Requirement:
Answer these questions about the passage on hotkey startups below:
1. What shortcut became muscle memory for copy?
2. Which company insisted on physical keyboards while touch interfaces took over?
3. What did Google make irrelevant instead of building a better directory?

Excerpt provided:

↓

Watching a child pinch-zoom a photo reveals how much digital bureaucracy we've accepted. Menus, buttons, sliders—interfaces we thought were necessary were just walls between intention and action.
This is why I call them "hotkey startups"—companies that build behaviors so natural, so ingrained, that returning to the old way feels impossible. Like how Ctrl+C became muscle memory for copy, these startups rewire how we work at a fundamental level.
Watch someone use Cursor's AI-powered code editor and you'll see why. What looks like hitting tab for autocomplete is actually the elimination of an artificial barrier: the gap between thinking about code and writing it. Traditional IDEs suddenly feel like translators for a language we shouldn't need to speak.
These hotkey startups don't win by building better versions of existing interfaces. They win by removing them entirely. Google didn't build a better directory—they made categorization irrelevant. ChatGPT didn't build better search results—they made us forget we were searching at all. Each interface they remove reveals another barrier we didn't need.
This creates an impossible dilemma for incumbents: either copy the natural interface and admit you've been building unnecessary complexity, or stick to your artificial paradigm and become obsolete. Every time we see a company desperately holding onto their old interface—like BlackBerry insisting on physical keyboards while touch interfaces took over—we're watching this dilemma play out.
The next wave of hotkey startups won't win by building better features. They'll win by identifying these artificial barriers—the interfaces we built to work around technology's limitations—and finally removing them entirely.
So much of this depends on how legible you think a service needs to be in order for customers to feel like it provides value.

↑

Items from a dataset
↓

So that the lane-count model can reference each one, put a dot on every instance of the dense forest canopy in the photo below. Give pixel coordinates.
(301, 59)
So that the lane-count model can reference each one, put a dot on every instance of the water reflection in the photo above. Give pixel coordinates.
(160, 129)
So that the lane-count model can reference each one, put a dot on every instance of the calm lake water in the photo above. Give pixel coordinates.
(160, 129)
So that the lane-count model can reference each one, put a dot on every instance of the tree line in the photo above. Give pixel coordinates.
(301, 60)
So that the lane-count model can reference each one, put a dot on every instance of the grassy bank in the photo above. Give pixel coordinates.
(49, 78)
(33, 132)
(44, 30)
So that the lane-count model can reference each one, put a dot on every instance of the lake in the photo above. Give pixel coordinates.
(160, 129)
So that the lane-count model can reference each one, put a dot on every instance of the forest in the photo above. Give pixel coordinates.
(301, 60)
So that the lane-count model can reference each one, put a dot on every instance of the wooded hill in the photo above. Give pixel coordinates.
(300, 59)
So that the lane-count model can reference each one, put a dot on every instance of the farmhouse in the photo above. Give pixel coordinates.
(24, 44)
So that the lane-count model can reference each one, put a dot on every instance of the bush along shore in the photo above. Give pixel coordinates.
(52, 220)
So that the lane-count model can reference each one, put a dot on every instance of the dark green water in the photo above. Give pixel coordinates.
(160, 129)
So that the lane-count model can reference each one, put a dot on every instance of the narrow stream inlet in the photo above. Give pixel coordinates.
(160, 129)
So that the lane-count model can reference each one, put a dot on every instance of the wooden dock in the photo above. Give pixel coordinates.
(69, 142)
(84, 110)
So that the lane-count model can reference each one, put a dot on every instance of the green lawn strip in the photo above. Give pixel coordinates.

↑

Exercise output:
1. Ctrl+C
2. BlackBerry
3. Categorization